TASK PROMPT: Please output the entries below from the line that contains "line, e.g. (243,1)." through the final line, reproduced exactly and alone.

-- BEGIN RECORD EXCERPTS --

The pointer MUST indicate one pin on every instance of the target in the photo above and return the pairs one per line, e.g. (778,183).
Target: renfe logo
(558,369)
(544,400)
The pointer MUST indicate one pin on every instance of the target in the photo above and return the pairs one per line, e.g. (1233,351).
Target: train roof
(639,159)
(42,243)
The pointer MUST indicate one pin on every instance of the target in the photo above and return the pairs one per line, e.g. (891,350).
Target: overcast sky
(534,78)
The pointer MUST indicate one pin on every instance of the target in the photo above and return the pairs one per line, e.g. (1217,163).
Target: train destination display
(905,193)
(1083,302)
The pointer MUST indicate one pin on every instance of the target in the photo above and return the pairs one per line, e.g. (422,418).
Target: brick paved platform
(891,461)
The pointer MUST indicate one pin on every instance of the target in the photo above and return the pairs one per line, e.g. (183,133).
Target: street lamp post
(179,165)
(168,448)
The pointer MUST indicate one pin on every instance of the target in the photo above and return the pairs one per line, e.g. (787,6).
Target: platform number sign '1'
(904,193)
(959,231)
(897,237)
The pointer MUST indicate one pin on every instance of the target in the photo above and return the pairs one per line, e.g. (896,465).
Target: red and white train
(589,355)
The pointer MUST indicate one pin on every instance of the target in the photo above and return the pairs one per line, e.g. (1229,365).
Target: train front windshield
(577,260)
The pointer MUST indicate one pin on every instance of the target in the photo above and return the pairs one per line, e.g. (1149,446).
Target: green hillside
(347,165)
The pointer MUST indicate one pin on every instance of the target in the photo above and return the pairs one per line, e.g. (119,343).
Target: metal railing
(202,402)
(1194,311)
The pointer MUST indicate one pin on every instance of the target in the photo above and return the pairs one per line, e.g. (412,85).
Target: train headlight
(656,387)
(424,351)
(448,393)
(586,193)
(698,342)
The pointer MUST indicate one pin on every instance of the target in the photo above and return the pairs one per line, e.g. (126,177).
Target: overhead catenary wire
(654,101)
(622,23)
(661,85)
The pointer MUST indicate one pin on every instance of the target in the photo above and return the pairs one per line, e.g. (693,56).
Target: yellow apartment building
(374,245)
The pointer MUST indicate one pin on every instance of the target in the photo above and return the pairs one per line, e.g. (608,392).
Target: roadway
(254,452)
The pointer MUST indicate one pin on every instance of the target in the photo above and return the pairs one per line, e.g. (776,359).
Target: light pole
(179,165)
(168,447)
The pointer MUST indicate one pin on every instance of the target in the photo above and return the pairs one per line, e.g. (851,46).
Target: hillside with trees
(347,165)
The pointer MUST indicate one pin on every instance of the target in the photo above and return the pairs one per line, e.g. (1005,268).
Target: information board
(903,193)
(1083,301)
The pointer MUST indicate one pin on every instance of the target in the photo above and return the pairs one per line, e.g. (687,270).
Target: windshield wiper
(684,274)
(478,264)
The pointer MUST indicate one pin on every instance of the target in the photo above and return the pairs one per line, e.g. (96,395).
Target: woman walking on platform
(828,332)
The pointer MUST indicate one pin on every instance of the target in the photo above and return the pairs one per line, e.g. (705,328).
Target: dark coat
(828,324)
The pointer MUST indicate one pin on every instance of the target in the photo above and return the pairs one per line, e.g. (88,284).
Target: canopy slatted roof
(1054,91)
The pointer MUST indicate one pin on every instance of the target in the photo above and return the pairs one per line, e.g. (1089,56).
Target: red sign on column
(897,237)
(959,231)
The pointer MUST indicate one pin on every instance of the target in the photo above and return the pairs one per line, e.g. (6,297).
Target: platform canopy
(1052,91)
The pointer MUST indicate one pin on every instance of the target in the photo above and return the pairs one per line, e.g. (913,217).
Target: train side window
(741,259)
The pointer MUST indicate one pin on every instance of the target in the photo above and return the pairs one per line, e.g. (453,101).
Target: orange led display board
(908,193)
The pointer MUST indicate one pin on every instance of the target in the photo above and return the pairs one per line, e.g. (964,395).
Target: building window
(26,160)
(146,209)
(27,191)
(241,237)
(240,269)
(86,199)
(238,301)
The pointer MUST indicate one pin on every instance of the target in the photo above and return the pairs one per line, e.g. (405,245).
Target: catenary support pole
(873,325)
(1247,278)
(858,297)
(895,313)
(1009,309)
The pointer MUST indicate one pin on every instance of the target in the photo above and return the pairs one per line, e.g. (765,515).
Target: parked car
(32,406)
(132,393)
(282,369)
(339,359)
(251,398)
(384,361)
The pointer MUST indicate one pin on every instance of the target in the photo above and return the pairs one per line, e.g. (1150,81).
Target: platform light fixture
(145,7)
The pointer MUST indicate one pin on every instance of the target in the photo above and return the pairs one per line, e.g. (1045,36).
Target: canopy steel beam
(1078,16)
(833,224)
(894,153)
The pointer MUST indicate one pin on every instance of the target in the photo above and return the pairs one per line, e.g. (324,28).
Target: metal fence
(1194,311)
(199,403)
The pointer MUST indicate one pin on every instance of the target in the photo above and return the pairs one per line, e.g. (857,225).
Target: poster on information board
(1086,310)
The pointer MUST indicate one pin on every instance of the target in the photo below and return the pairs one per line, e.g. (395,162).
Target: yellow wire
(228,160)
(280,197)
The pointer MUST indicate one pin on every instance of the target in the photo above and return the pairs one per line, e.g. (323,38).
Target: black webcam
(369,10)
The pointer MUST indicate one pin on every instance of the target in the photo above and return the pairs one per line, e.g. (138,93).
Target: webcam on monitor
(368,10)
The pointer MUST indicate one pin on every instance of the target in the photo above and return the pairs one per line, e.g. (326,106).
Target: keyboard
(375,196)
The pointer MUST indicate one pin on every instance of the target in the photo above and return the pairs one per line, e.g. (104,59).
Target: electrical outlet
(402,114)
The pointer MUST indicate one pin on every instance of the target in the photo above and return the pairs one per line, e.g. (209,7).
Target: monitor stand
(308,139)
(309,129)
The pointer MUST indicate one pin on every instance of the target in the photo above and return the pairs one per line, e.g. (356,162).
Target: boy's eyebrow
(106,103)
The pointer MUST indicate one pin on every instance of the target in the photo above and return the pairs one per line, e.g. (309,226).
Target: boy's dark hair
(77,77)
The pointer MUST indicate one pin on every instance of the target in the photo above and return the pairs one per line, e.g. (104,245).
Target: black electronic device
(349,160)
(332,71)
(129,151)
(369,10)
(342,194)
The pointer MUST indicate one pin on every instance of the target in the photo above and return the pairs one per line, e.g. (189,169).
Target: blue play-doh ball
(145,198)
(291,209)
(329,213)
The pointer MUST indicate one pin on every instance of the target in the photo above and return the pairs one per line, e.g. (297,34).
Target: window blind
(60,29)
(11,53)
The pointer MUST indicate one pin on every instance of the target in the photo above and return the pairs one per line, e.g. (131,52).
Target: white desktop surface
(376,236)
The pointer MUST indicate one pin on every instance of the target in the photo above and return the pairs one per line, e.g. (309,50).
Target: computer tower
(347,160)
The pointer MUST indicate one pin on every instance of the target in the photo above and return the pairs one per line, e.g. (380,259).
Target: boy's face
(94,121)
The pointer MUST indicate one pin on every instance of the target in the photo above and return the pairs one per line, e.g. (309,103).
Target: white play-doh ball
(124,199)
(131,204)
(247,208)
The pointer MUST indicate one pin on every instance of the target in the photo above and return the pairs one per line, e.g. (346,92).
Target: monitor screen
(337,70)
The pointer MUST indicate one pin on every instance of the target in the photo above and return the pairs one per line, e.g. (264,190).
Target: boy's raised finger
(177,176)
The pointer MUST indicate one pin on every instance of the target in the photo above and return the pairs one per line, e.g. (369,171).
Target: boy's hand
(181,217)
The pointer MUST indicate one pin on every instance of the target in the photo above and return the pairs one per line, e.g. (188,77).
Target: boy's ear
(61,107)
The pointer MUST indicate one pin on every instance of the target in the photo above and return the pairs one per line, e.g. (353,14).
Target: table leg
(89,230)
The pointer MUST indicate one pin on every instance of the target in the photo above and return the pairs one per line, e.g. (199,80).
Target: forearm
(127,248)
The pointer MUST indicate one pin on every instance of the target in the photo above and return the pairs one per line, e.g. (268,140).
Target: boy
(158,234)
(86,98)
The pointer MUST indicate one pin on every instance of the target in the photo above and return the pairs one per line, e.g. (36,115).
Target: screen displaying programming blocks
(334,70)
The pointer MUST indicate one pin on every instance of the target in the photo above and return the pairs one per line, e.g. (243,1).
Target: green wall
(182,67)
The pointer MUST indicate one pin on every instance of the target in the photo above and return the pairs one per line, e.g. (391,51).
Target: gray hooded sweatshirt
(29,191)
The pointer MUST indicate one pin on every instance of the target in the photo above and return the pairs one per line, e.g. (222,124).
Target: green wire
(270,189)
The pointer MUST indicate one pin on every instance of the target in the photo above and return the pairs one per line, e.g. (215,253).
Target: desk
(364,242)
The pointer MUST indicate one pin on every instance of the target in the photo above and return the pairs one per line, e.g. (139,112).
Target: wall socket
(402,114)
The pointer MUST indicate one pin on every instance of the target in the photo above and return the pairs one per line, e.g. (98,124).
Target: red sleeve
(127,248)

-- END RECORD EXCERPTS --

RESPONSE TO THE EXERCISE:
The pointer MUST indicate one pin on every instance of the target in the photo above and return the pairs one per line, e.g. (243,1).
Target: green wall
(182,67)
The pointer MUST indicate one pin on every instance of the target in the photo above and return the pairs one per line, e.g. (391,51).
Target: gray hooded sweatshirt
(29,191)
The pointer MUST indicate one pin on every instance of the target in the photo above and return the pairs one per line, e.g. (222,124).
Target: green wire
(270,189)
The pointer MUST indicate one pin on every instance of the target in the photo above and return the pairs one per line, e.g. (215,253).
Target: desk
(364,242)
The pointer MUST indicate one pin on every instance of the target in the photo above and return the pairs one per line, e.g. (139,112).
Target: wall socket
(402,114)
The pointer MUST indicate one pin on every instance of the target in the photo above and return the pairs one per line, e.g. (98,124).
Target: red sleeve
(127,248)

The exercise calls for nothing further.